Exercise description | Print exactly those lines that run from the beginning of the data to the line bearing "output point(209, 247)", inclusive.

- - - - - - -

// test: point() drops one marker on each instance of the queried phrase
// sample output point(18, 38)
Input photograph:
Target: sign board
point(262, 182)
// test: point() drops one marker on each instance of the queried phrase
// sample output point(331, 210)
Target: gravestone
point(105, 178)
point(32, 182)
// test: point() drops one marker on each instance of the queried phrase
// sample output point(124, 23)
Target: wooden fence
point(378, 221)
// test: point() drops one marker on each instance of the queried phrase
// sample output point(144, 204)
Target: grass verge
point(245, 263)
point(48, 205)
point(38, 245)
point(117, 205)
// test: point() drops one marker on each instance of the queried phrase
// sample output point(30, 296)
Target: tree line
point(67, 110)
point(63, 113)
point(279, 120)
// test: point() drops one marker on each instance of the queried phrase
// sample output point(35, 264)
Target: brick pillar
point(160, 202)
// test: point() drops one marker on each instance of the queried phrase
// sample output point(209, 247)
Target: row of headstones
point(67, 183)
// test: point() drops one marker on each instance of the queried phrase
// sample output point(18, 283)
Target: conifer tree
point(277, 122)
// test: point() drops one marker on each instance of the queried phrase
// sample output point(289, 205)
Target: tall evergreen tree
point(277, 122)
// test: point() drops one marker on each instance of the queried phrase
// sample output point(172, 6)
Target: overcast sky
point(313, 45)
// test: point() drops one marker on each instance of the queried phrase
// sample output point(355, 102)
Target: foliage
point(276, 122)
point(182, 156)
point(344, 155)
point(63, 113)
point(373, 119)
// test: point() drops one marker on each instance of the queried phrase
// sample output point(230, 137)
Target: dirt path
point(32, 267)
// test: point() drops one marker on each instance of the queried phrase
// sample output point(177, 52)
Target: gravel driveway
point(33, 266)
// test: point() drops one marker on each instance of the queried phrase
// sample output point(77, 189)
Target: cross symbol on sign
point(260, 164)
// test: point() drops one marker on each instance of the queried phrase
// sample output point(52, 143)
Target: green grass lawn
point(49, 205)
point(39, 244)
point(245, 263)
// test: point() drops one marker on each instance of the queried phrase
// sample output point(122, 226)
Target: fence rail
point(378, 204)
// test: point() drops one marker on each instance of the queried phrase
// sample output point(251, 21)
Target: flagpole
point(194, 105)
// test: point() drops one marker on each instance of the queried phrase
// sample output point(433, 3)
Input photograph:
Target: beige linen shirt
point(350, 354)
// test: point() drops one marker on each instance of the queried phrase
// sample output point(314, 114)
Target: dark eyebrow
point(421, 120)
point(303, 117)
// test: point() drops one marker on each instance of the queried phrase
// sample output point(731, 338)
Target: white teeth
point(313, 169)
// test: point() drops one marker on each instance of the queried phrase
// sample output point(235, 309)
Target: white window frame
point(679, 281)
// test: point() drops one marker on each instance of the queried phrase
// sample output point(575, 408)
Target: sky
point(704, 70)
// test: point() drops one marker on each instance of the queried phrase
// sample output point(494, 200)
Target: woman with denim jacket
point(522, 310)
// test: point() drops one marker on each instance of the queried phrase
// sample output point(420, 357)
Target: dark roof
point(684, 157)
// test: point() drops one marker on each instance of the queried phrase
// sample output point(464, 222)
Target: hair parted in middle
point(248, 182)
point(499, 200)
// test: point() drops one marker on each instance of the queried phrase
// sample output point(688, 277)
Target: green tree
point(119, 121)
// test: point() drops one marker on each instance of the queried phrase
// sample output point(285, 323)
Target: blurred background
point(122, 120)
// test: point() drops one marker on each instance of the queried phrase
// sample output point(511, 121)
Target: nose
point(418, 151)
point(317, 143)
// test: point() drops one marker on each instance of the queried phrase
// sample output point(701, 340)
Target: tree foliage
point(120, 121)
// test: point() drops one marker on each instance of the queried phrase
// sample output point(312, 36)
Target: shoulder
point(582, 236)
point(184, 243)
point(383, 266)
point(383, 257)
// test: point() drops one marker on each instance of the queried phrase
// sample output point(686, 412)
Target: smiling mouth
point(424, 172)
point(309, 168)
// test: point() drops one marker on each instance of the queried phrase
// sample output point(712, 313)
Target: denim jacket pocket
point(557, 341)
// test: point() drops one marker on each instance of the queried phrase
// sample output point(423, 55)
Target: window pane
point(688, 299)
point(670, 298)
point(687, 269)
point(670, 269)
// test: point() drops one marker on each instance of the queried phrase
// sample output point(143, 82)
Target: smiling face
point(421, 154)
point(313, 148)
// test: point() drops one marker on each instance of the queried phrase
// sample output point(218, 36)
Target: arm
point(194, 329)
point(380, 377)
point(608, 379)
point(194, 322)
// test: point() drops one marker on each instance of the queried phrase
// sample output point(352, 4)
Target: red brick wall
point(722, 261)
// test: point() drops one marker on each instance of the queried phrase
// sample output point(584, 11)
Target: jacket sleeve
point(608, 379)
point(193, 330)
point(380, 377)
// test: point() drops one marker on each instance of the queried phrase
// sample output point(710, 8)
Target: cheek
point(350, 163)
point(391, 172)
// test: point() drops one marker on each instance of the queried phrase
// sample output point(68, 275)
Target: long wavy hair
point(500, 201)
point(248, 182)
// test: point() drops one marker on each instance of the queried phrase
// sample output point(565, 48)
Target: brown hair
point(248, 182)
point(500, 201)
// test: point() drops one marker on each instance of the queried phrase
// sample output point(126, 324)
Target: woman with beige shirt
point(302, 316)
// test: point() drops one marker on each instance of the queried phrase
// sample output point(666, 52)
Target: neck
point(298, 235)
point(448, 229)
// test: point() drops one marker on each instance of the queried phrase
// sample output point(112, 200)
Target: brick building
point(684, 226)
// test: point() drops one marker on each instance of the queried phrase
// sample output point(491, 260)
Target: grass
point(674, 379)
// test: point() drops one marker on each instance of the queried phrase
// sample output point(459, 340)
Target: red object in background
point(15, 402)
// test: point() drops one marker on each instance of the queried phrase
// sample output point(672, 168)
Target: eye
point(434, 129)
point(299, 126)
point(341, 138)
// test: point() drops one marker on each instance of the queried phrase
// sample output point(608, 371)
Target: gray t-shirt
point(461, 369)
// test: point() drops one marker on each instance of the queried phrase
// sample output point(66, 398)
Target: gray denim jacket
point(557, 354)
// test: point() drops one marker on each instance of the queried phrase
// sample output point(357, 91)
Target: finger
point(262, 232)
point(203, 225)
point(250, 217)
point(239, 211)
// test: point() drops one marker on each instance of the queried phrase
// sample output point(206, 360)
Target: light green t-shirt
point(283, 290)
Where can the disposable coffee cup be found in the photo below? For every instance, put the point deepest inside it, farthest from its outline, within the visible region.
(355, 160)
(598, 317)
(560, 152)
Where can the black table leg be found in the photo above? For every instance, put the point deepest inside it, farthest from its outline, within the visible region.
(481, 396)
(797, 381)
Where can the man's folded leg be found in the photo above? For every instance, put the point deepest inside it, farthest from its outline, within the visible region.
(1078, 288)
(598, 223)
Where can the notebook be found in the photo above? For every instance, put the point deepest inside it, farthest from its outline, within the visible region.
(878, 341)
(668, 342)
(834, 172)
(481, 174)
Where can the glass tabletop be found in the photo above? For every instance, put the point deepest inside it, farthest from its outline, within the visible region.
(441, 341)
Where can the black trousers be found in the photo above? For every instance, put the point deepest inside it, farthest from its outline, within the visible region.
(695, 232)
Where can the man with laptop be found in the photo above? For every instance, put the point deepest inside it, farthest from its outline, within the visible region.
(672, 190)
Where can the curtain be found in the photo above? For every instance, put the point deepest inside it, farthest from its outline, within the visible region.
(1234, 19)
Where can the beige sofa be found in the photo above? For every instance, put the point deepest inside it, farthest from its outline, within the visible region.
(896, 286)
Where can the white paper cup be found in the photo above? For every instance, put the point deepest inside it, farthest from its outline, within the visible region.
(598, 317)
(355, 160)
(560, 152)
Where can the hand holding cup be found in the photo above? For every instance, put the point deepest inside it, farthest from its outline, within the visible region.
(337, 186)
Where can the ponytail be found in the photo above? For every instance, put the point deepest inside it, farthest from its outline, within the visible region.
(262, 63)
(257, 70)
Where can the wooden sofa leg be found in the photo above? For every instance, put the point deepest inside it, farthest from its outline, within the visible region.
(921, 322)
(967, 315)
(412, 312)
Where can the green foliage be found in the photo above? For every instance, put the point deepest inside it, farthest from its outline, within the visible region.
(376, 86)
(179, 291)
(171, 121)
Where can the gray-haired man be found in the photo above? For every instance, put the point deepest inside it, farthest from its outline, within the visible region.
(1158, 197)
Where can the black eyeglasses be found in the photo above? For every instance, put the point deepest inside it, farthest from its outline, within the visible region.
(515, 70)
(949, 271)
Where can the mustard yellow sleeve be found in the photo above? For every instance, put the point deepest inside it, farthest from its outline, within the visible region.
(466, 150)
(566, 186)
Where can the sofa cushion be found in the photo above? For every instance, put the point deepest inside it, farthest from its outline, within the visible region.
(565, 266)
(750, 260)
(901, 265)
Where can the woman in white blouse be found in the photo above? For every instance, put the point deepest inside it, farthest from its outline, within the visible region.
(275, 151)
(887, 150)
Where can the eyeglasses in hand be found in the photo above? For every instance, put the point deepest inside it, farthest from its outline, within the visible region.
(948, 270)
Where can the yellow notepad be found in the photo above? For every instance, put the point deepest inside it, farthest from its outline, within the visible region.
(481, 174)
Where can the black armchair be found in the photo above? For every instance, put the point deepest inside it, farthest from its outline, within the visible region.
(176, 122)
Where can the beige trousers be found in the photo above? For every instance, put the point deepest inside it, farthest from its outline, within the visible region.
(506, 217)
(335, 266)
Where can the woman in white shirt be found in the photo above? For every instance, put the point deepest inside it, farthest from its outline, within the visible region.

- - - - - - -

Task result |
// test: point() drops one marker on each instance of the queried phrase
// sample output point(18, 38)
Input photograph:
Target: sign board
point(262, 182)
// test: point() drops one marker on each instance of the queried phrase
// sample output point(331, 210)
Target: gravestone
point(105, 178)
point(32, 182)
// test: point() drops one marker on each instance of the queried phrase
// sample output point(124, 23)
Target: wooden fence
point(378, 221)
// test: point() drops one marker on each instance of the queried phrase
// sample output point(144, 204)
Target: grass verge
point(245, 263)
point(48, 205)
point(38, 245)
point(117, 205)
// test: point() drops one marker on each instance of the queried phrase
// sample output point(30, 296)
Target: tree line
point(67, 110)
point(63, 113)
point(279, 120)
// test: point() drops one marker on each instance of the queried phrase
// sample output point(35, 264)
Target: brick pillar
point(160, 202)
// test: point() drops one marker on each instance of the queried phrase
// sample output point(209, 247)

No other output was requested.